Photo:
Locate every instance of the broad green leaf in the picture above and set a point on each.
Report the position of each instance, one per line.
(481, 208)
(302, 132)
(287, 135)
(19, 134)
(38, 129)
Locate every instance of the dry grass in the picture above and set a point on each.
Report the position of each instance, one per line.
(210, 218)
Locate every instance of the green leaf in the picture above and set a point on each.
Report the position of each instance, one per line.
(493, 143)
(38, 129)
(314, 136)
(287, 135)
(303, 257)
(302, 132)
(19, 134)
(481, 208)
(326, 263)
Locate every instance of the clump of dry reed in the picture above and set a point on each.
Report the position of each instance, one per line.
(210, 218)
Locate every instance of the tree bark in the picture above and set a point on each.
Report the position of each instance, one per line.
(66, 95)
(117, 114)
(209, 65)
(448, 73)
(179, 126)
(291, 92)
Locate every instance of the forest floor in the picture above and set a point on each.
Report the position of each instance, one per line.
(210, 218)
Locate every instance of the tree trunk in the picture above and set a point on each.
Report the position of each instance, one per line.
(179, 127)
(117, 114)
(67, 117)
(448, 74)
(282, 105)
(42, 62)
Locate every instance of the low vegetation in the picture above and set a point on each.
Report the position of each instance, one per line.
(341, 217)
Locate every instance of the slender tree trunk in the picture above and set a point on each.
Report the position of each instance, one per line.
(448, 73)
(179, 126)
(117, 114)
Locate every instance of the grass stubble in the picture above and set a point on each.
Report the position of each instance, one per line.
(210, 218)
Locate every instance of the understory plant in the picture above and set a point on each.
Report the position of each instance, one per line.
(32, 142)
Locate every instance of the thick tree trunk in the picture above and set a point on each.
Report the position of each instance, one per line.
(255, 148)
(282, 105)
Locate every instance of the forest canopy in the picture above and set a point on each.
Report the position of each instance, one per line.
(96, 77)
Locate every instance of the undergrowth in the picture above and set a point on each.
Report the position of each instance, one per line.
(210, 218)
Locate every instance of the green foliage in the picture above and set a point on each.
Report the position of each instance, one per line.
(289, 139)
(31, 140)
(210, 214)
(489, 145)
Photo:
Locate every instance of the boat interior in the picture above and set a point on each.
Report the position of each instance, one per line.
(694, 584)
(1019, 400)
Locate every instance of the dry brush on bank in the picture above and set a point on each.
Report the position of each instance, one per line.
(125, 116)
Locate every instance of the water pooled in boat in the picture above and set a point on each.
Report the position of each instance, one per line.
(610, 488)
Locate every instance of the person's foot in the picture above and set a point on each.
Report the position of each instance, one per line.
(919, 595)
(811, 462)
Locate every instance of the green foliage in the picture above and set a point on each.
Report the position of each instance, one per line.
^^^^
Assignment: Exactly as written, repeat each line from the beginning of the data above to the line containing "Locate every instance of the slender", inclusive.

Solved problem:
Photo:
Locate every instance of the broad green leaf in the picture above and set a point on each.
Report the position of each instance, one per line.
(481, 208)
(302, 132)
(287, 135)
(19, 134)
(38, 129)
Locate every instance of the dry grass in the picture above and set a point on each.
Report the position of each instance, one per line.
(210, 218)
Locate every instance of the green leaf in the picture above and set a point on each.
Report the position of each instance, one per line.
(493, 143)
(38, 129)
(314, 136)
(287, 135)
(303, 257)
(302, 132)
(19, 134)
(481, 208)
(326, 263)
Locate every instance of the clump of dry reed in the picture above and set a point on each.
Report the position of each instance, one per line.
(210, 218)
Locate every instance of the tree bark in the picture above and set a point on each.
Report the position of each instance, one per line.
(66, 95)
(117, 114)
(209, 65)
(448, 73)
(179, 126)
(291, 92)
Locate every instance of the forest floor in the picture above and set a point on each.
Report the position of each instance, one per line.
(210, 218)
Locate every instance of the tree trunk in the picture above and set a point on each.
Report the position of each instance, one per line.
(179, 127)
(117, 114)
(67, 117)
(448, 74)
(282, 105)
(42, 62)
Locate every instance of the low vegetation in the picture above and set a point on each.
Report the position of each instance, one per line.
(341, 217)
Locate every instance of the slender tree trunk in the picture above and set a point on each.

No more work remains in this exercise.